[Point-per-instance localization data]
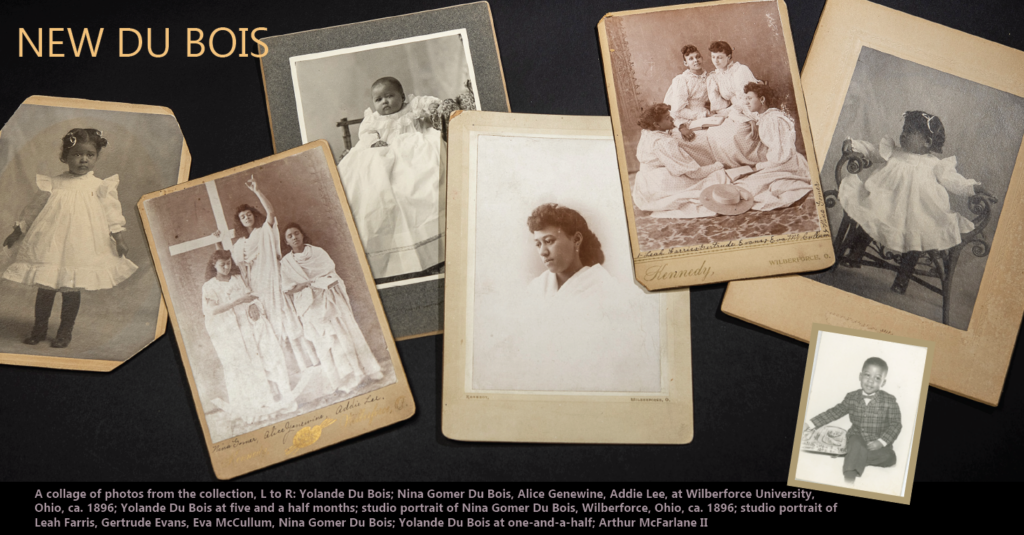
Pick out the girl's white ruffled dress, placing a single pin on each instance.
(69, 244)
(904, 204)
(394, 191)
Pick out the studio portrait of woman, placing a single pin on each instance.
(580, 329)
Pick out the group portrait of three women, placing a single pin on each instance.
(710, 123)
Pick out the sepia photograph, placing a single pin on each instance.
(713, 148)
(380, 93)
(548, 336)
(268, 293)
(921, 175)
(383, 109)
(863, 442)
(78, 288)
(555, 305)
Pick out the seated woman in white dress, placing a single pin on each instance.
(392, 179)
(688, 93)
(671, 177)
(781, 175)
(733, 141)
(580, 328)
(308, 276)
(243, 339)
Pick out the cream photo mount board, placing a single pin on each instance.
(690, 221)
(318, 85)
(867, 66)
(594, 360)
(282, 333)
(89, 211)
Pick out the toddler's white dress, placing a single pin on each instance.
(904, 204)
(69, 245)
(395, 191)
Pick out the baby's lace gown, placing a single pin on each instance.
(395, 191)
(69, 244)
(904, 204)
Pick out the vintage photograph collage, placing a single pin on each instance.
(859, 204)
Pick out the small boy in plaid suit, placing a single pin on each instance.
(876, 419)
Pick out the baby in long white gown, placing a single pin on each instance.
(392, 179)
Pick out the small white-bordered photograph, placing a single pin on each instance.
(78, 287)
(544, 310)
(383, 109)
(271, 303)
(861, 413)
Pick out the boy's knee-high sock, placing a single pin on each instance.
(44, 303)
(69, 311)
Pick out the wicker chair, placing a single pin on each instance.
(934, 270)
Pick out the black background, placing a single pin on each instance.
(139, 423)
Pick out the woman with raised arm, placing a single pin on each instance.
(257, 254)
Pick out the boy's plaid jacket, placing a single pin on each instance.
(879, 419)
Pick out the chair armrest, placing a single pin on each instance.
(854, 163)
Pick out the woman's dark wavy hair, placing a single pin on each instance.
(929, 125)
(762, 89)
(79, 135)
(285, 248)
(569, 221)
(651, 115)
(689, 49)
(257, 215)
(220, 254)
(720, 47)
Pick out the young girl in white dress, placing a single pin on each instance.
(392, 178)
(243, 337)
(73, 234)
(308, 276)
(904, 203)
(671, 175)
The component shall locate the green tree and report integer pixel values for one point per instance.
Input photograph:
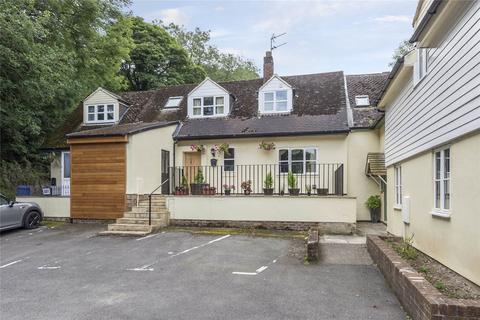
(52, 53)
(157, 59)
(404, 48)
(218, 66)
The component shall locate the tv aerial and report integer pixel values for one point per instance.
(273, 38)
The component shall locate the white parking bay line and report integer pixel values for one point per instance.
(9, 264)
(200, 246)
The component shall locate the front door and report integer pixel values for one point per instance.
(165, 171)
(191, 161)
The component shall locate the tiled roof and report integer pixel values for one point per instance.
(366, 84)
(121, 129)
(319, 106)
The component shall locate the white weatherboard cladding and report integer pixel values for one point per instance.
(208, 88)
(100, 96)
(274, 84)
(446, 103)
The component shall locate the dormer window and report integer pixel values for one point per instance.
(100, 113)
(362, 101)
(275, 96)
(275, 101)
(209, 106)
(173, 102)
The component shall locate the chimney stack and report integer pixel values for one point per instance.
(267, 66)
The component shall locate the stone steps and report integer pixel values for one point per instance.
(144, 221)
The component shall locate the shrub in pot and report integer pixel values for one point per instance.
(374, 203)
(228, 189)
(292, 184)
(199, 183)
(247, 187)
(268, 185)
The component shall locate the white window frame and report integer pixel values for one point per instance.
(229, 159)
(202, 106)
(275, 101)
(439, 208)
(179, 98)
(304, 167)
(398, 186)
(96, 112)
(360, 98)
(420, 67)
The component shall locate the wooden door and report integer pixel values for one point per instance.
(192, 162)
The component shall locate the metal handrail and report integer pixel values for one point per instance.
(150, 202)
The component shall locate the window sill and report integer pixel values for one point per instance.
(441, 214)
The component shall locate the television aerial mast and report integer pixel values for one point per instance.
(273, 38)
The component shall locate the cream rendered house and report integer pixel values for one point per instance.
(432, 137)
(116, 148)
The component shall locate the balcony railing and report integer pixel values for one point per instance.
(268, 179)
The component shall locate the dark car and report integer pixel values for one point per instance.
(19, 214)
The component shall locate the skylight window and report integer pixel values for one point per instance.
(362, 101)
(173, 102)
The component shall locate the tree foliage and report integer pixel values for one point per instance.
(52, 53)
(157, 59)
(218, 66)
(404, 48)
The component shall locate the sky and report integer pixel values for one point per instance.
(355, 36)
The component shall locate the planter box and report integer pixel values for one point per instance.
(419, 298)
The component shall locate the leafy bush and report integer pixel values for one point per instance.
(373, 202)
(199, 177)
(292, 180)
(268, 181)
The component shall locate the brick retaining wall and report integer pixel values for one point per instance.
(323, 227)
(416, 294)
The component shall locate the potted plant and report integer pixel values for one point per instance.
(309, 189)
(199, 183)
(292, 184)
(266, 146)
(224, 148)
(322, 191)
(247, 187)
(268, 185)
(228, 188)
(197, 147)
(208, 191)
(183, 188)
(374, 203)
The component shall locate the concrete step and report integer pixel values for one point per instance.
(134, 215)
(132, 227)
(143, 220)
(124, 233)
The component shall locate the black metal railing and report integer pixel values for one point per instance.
(269, 179)
(150, 201)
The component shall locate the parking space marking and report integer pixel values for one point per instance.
(200, 246)
(11, 263)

Task brief:
Output the entries above exactly, without their pictures.

Result below:
Pick out the girl's white ruffled dress, placing a single pin on each instance.
(69, 244)
(904, 204)
(394, 191)
Pick out the studio portrait of woman, placing a single pin on each instance.
(580, 329)
Pick out the group portrait of three women, placing a single pin on each instance.
(710, 123)
Pick out the sepia photograph, placing a single pin on each instance.
(713, 148)
(380, 93)
(548, 336)
(268, 293)
(921, 175)
(383, 109)
(863, 442)
(78, 288)
(555, 305)
Pick out the seated woman in white dress, placing a single pin on each instance.
(392, 179)
(688, 93)
(671, 177)
(781, 175)
(733, 141)
(580, 328)
(308, 276)
(243, 339)
Pick out the cream photo mount board, placing a single pin on each instance.
(690, 221)
(318, 85)
(867, 66)
(594, 360)
(282, 333)
(89, 211)
Pick out the toddler's white dress, placing a single pin on each instance.
(904, 204)
(69, 245)
(395, 191)
Pick out the baby's lace gown, placing a single pin on each instance.
(395, 191)
(69, 244)
(904, 204)
Pick out the vintage photograph collage, placing a single pin on each instance.
(859, 204)
Pick out the small boy in plaid suit, placing a single pin on each instance.
(876, 419)
Pick out the baby in long white gown, placing a single pin on each instance.
(392, 179)
Pick out the small white-bordered photograph, placing a single pin on each instance.
(78, 287)
(544, 310)
(383, 109)
(271, 303)
(861, 413)
Pick out the boy's knee-high sock, placing a single pin on each instance.
(44, 303)
(69, 311)
Pick out the wicker chair, placing a single pin on each instance.
(934, 270)
Pick out the black background, placing a single pin on each instance.
(139, 423)
Pick out the woman with raised arm, placing a single pin on each instance.
(257, 254)
Pick out the boy's plaid jacket, placing a single pin on each instance.
(879, 419)
Pick out the chair armrest, placing a single pin on each instance.
(854, 163)
Pick out the woman's dark wavy hair, placing a single pin on each instance.
(929, 125)
(762, 89)
(79, 135)
(285, 248)
(569, 221)
(651, 115)
(689, 49)
(257, 215)
(220, 254)
(720, 47)
Pick out the young girl in white dress, placing a single pin on each instance.
(392, 178)
(243, 337)
(73, 234)
(308, 276)
(904, 203)
(671, 175)
The component shall locate the green tree and report integer pixel values for one point per instance.
Input photograph:
(52, 53)
(157, 59)
(404, 48)
(218, 66)
The component shall locate the tv aerial and report integer pixel values for one point per instance.
(273, 38)
The component shall locate the white parking bay line and report integer pixel values for one point per instance.
(9, 264)
(200, 246)
The component shall locate the front door and report integer pixel values for one point per instance.
(165, 171)
(191, 161)
The component shall locate the tiled roof and report integer pixel values for one point per instance.
(366, 84)
(121, 129)
(319, 106)
The component shall locate the white weatherboard cladding and report integer pixel values for one point per instance.
(208, 88)
(100, 96)
(274, 84)
(446, 103)
The component shall locate the dormer window and report integer pixel values for one point per instance.
(100, 113)
(362, 101)
(275, 96)
(275, 101)
(209, 106)
(173, 102)
The component shall locate the chimney stack and report integer pixel values for one point per instance.
(267, 66)
The component shall locate the stone steps and report integer pixel values for one point per instance.
(144, 221)
The component shall locate the shrub in pot and report integer pixel values for one point per instance.
(374, 203)
(228, 189)
(292, 184)
(199, 183)
(247, 187)
(268, 185)
The component shall locate the white window frame and report integer pixel values for one point per instance.
(229, 159)
(202, 106)
(275, 101)
(439, 208)
(179, 98)
(304, 167)
(398, 186)
(96, 112)
(360, 98)
(420, 67)
The component shall locate the wooden door and report integer pixel values for one point per instance.
(192, 162)
The component shall locate the metal handrail and report integer pixel values for one point per instance.
(150, 202)
The component shall locate the window sill and report integer pixel values for one point per instance.
(441, 214)
The component shall locate the television aerial mast and report integer pixel values for one point per instance.
(273, 38)
The component shall locate the cream rendered house and report integer pixel values for one point per instance.
(432, 137)
(116, 148)
The component shall locate the balcony railing and report integer pixel values for one point per instance.
(268, 179)
The component shall locate the dark car and report integer pixel values for one point per instance.
(19, 214)
The component shall locate the skylight window and report integer pixel values for one point per instance.
(362, 101)
(173, 102)
The component shall locate the tree foliage and report integer pixel values for one point per instance.
(52, 53)
(157, 59)
(218, 66)
(404, 48)
The component shall locate the sky and report integer pixel values for one point per instance.
(355, 36)
The component shall locate the planter box and report integer pixel values for one point per instance.
(419, 298)
The component shall locate the leafy bush and report integer pixel values for one point per instance.
(373, 202)
(199, 177)
(292, 180)
(268, 181)
The component shall locate the brick retaining wall and report integer pixel values for one point per instance.
(323, 227)
(416, 294)
The component shall locate the potted plant and report integer pixel values for one point per instance.
(309, 189)
(199, 183)
(292, 184)
(266, 146)
(224, 148)
(322, 191)
(247, 187)
(268, 185)
(228, 188)
(197, 147)
(208, 191)
(183, 188)
(374, 203)
The component shall locate the concrete step and report integer pixel values for one point per instance.
(134, 215)
(132, 227)
(143, 220)
(124, 233)
The component shall locate the black metal railing and report integer pixel values for one point per instance.
(269, 179)
(150, 201)
The component shall locate the parking space marking and report integer pixel values for one point per instance.
(200, 246)
(11, 263)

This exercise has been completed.